Which lines below contain "gray"? Pull them out.

Stored records:
★ ★ ★ ★ ★ ★ ★

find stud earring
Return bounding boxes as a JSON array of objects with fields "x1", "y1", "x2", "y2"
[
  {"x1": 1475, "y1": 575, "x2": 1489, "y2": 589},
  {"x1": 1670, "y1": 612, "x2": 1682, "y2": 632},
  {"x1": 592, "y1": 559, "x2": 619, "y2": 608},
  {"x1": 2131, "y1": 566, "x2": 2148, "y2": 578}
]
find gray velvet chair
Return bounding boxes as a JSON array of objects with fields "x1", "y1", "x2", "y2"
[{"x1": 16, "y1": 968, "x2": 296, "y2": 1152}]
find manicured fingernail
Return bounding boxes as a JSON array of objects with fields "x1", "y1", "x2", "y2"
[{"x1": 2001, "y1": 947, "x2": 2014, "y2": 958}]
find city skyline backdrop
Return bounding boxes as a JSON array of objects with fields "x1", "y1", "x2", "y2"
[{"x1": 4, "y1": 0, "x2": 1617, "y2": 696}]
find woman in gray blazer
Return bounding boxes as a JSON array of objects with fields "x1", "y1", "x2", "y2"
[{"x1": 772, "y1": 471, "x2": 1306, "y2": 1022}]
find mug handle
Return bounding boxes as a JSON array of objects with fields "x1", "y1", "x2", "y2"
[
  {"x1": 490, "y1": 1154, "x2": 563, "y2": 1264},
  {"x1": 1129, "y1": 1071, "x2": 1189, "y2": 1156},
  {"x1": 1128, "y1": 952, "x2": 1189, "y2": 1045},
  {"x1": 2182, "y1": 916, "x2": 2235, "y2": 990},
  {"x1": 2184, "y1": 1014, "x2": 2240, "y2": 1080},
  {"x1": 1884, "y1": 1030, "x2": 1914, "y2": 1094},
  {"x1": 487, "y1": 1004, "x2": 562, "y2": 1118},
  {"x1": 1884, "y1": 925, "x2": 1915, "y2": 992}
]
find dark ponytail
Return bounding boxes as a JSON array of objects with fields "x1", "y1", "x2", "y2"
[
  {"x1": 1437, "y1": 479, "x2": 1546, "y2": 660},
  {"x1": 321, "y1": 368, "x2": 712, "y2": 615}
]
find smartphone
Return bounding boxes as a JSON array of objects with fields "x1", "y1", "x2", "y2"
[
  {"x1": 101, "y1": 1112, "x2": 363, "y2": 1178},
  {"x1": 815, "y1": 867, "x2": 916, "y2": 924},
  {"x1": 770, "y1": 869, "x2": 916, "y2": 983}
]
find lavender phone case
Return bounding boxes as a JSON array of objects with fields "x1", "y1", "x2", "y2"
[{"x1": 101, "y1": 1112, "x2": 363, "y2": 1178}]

★ ★ ★ ★ ★ ★ ★

**Written solution**
find gray velvet chair
find woman in gray blazer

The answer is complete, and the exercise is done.